BEGIN SUPPLIED RECORDS
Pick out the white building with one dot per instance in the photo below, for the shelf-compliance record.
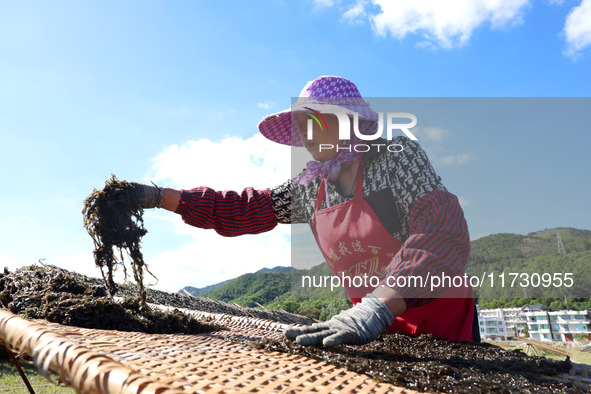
(503, 323)
(548, 326)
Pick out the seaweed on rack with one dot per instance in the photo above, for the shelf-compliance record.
(56, 295)
(113, 219)
(427, 363)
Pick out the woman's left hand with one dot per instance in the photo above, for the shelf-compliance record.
(361, 324)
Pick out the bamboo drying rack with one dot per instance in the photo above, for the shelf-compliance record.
(103, 361)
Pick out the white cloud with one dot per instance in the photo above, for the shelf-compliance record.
END SUPPLIED RECORDS
From the first line to the last, retype the data exactly, but omit every image.

Pick out the white building with one dot per instance in the photo below, for the shelf-compliance record.
(503, 323)
(548, 326)
Pick out the seaweed on rack with one dot per instance in the photo above, for the shelf-compliance record.
(56, 295)
(113, 219)
(427, 363)
Pick out the woman's left hand with one dot per instance in the photo above, for the shelf-compliance record.
(361, 324)
Pick out the bamboo drying rack with one dot per instance in the photo above, for the shelf-compliance record.
(103, 361)
Pick out the white cloud with one dot per instance in the photo above, for the shelf-compliance record.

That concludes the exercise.